* What needs to be done:
Collect all lines containing the word "speckled" from the data.

* Stored data entries:
----------------

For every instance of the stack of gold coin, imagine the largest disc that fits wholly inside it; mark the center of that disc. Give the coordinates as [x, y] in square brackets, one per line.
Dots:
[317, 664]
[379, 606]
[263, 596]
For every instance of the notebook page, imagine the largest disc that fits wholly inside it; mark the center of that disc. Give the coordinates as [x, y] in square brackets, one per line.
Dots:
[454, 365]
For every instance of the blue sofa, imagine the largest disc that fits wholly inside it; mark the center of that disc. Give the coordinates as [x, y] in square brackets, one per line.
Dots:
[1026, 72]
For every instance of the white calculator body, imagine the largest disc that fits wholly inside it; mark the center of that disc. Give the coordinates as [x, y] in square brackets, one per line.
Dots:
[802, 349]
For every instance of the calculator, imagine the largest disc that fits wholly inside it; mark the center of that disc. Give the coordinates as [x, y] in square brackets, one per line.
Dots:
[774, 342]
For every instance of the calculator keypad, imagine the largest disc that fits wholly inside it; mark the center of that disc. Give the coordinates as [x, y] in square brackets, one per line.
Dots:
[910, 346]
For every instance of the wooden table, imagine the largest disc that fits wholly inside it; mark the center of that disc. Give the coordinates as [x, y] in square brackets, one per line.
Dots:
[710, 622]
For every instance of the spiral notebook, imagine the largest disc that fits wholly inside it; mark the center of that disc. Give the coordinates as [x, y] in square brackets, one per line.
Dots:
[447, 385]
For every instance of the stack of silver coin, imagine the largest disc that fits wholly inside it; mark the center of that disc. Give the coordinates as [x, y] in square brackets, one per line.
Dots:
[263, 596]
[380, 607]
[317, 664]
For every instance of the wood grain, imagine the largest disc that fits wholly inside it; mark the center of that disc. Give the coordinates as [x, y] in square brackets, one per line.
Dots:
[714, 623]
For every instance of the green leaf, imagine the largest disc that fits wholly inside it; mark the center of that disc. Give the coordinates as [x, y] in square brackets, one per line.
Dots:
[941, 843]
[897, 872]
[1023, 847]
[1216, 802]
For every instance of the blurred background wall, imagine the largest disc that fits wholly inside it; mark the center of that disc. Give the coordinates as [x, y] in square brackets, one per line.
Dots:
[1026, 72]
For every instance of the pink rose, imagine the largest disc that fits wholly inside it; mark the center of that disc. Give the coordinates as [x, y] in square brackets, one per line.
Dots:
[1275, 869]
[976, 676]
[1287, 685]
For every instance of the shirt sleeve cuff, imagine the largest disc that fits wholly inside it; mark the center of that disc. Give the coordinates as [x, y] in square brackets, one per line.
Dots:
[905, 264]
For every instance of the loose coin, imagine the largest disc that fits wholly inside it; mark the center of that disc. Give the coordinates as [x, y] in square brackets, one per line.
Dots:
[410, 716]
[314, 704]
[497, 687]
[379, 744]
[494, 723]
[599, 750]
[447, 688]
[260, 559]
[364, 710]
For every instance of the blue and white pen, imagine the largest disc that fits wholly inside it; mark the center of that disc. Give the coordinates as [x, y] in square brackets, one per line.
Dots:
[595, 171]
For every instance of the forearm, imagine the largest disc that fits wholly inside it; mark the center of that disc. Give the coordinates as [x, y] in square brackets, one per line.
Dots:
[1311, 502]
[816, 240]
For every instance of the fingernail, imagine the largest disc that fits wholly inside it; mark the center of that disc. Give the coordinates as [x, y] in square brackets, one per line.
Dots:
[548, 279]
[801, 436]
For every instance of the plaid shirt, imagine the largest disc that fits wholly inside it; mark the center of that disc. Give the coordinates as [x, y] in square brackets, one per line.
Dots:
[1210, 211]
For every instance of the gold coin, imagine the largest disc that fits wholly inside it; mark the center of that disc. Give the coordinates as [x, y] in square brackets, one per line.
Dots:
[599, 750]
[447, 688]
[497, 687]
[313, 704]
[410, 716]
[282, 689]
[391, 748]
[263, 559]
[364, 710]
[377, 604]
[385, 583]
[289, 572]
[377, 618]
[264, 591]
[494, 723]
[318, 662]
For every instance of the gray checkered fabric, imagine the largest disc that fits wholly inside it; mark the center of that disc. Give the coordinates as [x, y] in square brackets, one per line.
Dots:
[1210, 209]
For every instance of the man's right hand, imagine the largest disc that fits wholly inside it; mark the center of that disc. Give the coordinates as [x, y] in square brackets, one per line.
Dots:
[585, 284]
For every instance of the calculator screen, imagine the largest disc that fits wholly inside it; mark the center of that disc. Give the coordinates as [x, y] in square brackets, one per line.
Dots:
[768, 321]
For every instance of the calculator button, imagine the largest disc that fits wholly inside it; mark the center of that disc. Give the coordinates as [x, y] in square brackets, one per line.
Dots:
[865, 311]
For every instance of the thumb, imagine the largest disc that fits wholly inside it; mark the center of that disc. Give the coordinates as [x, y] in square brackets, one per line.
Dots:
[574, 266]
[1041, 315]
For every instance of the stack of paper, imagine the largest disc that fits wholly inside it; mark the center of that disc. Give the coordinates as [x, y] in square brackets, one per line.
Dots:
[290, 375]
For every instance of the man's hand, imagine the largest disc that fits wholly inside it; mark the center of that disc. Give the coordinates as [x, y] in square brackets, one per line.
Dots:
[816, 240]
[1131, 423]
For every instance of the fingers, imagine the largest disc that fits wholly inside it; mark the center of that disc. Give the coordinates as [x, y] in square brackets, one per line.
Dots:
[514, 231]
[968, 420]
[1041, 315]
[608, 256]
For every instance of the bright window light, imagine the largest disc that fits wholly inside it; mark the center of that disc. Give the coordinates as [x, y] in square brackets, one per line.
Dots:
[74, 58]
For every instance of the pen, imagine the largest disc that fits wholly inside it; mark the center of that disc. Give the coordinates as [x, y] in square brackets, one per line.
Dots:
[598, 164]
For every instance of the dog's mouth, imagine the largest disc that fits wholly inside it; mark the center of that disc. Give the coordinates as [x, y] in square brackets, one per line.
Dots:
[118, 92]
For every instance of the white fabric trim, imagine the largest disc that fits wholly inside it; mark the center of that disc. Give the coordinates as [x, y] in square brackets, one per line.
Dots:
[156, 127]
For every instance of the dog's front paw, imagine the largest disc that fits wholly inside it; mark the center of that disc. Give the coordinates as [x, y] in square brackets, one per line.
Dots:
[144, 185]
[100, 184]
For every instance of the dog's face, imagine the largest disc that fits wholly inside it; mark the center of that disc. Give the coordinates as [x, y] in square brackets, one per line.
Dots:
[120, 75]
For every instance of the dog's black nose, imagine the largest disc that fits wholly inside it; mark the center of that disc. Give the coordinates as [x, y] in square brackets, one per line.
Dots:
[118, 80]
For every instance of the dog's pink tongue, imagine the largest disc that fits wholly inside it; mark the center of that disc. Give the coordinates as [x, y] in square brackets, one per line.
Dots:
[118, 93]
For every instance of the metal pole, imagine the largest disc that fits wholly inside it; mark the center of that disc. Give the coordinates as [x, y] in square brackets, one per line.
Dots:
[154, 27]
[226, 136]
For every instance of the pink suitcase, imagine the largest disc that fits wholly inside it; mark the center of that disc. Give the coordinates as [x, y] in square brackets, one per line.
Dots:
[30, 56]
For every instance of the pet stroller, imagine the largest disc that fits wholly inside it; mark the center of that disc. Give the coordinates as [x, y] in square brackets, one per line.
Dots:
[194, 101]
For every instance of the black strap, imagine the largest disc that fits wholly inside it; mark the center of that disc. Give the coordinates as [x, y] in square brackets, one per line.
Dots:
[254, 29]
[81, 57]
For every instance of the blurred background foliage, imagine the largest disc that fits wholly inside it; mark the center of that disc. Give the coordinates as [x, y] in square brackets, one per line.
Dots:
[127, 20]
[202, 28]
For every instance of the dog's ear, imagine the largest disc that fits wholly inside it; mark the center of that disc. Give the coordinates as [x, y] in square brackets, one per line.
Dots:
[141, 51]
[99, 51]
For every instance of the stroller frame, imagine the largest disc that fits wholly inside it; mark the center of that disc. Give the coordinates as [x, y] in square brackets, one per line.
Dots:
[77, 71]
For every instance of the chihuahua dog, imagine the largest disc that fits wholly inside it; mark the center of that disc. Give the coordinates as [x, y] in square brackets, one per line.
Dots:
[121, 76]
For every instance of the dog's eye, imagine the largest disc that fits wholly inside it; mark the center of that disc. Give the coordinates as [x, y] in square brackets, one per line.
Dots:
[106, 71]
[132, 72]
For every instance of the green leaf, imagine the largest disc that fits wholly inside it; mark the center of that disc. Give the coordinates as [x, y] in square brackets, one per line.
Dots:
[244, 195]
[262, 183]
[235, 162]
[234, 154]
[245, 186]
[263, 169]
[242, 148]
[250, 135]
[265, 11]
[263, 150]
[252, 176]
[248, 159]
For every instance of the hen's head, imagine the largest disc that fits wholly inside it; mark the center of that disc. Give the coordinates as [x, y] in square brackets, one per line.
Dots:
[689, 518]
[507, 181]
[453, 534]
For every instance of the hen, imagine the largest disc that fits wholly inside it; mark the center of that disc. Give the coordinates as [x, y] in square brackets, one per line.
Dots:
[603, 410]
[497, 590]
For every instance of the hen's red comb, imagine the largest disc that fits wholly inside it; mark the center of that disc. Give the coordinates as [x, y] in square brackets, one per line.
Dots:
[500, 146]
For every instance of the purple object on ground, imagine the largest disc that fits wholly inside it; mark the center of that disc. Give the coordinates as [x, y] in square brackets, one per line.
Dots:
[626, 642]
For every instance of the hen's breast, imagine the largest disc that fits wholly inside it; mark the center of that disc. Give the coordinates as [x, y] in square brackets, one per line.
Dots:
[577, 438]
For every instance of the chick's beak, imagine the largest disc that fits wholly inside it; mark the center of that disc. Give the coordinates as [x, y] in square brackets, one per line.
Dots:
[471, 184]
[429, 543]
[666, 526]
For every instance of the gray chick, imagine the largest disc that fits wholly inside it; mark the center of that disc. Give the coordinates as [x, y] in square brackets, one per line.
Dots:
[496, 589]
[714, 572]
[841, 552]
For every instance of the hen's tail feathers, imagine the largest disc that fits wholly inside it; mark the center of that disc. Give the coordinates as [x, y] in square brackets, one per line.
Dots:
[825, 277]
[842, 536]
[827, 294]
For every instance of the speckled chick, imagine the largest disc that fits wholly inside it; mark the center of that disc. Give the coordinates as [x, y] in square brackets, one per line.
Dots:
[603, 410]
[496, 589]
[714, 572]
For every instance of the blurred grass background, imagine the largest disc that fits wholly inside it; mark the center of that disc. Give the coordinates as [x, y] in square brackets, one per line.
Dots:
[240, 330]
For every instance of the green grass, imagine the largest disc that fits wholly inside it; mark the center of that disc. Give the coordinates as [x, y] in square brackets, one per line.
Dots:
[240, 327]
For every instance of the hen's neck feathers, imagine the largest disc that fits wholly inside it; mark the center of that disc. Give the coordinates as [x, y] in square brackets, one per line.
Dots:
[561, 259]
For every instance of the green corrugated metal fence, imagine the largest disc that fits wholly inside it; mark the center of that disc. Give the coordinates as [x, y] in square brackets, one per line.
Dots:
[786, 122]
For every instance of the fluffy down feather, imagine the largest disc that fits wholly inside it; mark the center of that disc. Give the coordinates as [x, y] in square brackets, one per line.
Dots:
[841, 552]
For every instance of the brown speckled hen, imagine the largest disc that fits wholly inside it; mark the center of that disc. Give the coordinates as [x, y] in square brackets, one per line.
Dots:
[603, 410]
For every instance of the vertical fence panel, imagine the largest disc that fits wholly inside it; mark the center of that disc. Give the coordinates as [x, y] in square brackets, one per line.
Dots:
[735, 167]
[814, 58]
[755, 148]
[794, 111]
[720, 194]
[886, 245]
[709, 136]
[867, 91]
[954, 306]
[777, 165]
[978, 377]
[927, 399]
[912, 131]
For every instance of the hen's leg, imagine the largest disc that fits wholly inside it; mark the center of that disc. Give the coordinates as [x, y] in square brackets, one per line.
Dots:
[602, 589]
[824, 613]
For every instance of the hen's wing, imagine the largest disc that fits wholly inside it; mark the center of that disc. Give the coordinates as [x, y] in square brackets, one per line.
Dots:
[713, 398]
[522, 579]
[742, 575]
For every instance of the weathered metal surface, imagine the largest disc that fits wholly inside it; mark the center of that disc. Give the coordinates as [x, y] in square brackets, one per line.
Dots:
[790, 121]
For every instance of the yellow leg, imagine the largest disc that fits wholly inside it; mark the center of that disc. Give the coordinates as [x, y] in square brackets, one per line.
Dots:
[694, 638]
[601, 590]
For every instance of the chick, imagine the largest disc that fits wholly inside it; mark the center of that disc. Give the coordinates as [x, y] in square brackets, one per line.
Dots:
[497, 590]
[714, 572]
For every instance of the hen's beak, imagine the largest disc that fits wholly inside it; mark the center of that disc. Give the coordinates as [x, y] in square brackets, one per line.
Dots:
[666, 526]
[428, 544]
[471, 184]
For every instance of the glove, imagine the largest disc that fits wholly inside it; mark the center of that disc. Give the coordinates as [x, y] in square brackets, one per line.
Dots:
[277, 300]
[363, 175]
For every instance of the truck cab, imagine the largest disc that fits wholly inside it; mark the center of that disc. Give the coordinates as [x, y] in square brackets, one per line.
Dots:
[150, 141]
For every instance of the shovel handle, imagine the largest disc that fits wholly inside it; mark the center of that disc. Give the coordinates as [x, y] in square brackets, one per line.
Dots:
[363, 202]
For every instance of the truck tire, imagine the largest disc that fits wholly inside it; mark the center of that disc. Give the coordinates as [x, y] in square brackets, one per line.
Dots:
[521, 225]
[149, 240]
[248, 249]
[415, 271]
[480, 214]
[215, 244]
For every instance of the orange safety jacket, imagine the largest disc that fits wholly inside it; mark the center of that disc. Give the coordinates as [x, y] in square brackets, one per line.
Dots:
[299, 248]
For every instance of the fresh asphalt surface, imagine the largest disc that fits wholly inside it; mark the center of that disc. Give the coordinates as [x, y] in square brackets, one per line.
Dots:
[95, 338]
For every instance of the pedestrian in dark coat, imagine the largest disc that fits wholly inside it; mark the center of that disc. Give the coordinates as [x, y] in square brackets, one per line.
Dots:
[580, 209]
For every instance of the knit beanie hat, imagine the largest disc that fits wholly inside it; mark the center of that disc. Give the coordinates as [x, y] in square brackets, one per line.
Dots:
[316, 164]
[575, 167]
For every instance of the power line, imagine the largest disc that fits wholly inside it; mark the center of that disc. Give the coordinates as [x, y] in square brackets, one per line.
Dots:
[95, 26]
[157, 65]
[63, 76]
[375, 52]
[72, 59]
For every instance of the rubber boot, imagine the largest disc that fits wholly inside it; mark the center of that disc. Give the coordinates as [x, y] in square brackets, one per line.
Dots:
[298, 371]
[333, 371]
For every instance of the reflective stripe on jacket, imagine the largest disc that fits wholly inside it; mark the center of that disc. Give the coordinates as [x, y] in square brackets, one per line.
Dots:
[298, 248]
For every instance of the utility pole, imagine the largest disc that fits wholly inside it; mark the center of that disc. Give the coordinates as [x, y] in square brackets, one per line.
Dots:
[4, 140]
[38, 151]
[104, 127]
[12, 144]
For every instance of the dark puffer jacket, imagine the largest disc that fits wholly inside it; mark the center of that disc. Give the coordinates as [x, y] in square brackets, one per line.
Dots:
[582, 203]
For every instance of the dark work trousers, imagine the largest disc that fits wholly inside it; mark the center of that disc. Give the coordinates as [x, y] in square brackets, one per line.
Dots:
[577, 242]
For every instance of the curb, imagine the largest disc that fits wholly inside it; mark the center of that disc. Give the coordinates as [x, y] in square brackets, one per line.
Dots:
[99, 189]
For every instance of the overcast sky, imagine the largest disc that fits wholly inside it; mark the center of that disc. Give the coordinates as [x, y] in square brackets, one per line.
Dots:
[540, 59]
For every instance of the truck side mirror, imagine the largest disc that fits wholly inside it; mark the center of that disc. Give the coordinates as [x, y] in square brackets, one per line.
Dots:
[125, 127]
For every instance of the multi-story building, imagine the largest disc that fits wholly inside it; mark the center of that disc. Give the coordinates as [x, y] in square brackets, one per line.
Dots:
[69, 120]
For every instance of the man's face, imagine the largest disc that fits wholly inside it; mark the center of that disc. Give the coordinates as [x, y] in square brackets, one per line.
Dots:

----------------

* Exercise result:
For every instance of the speckled chick, imagine the largest disc that fits wholly inside it; mark the center of that disc. Give the coordinates as [x, y] in square brackets, one per line.
For every instance of the brown speckled hen, imagine the largest disc that fits wholly inside it; mark the center of that disc. Give the coordinates as [x, y] in square brackets, one per line.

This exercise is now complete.